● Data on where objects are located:
_ _ _ _

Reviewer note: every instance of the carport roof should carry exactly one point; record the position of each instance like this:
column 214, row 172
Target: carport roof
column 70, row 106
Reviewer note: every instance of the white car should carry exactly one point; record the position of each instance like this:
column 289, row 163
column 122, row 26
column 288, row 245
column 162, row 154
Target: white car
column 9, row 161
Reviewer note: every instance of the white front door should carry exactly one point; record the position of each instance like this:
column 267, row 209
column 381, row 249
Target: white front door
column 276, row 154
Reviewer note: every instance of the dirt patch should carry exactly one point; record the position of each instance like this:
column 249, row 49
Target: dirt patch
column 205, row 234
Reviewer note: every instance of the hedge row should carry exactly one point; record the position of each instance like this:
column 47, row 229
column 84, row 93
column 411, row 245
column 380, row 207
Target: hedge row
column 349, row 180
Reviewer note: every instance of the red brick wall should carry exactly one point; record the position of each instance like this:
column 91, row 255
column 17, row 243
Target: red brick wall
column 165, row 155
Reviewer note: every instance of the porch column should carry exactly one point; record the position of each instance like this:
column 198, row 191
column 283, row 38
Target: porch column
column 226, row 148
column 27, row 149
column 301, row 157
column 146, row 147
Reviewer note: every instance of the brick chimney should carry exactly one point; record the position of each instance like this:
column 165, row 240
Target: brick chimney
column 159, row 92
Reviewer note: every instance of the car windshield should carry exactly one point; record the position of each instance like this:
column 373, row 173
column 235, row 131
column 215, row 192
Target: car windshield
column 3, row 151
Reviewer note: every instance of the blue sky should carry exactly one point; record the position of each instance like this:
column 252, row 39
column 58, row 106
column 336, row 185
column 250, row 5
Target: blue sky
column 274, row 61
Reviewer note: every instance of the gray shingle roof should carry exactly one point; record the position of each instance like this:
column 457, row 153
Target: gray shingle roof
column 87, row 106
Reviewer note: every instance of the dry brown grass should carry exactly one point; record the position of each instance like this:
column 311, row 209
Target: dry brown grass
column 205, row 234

_ _ _ _

● BRIEF:
Return every line of the data above word for word, with nothing changed, added, or left out.

● TASK RESULT:
Reviewer note: every instance of the carport roof should carry exactly one point; record the position of each instance like this:
column 214, row 172
Target: carport roof
column 70, row 106
Reviewer note: every instance of the white car should carry exactly one point; record the position of each instance like this:
column 289, row 163
column 122, row 26
column 288, row 245
column 162, row 154
Target: white car
column 9, row 161
Reviewer note: every instance of the white front door should carry exactly one point; record the position of each instance like this:
column 267, row 209
column 381, row 249
Target: white front door
column 276, row 154
Reviewer note: every instance of the dirt patch should carry exactly one point; record the position of each instance like this:
column 249, row 49
Target: dirt patch
column 205, row 234
Reviewer note: every instance of the hedge row should carry exactly one point; record the position of each instance like this:
column 47, row 229
column 84, row 93
column 411, row 245
column 380, row 207
Target: hedge row
column 349, row 180
Reviewer note: every instance of the red brick wall should carry exactly one point; record the position of each instance like this:
column 91, row 255
column 17, row 243
Target: red brick wall
column 165, row 155
Reviewer note: every instance of the porch column should carry exactly one point; record the position of each instance like this:
column 198, row 191
column 283, row 38
Target: porch column
column 226, row 148
column 27, row 149
column 301, row 157
column 146, row 147
Reviewer note: every instance of the brick chimney should carry exactly one point; record the position of each instance like this:
column 165, row 240
Target: brick chimney
column 159, row 92
Reviewer note: every instance of the car windshield should carry exactly one point; record the position of each instance like this:
column 373, row 173
column 235, row 131
column 215, row 192
Target: car windshield
column 3, row 151
Reviewer note: every instance of the blue sky should carry exactly one point; record the position of each instance like this:
column 252, row 39
column 58, row 106
column 336, row 185
column 250, row 5
Target: blue sky
column 274, row 61
Reviewer note: every instance of the gray shingle roof should carry exactly one point; record the position of each instance like this:
column 457, row 153
Target: gray shingle roof
column 87, row 106
Reviewer note: every instance of the dry brown grass should carry exactly one point; record the position of each instance like this:
column 311, row 209
Target: dry brown grass
column 205, row 234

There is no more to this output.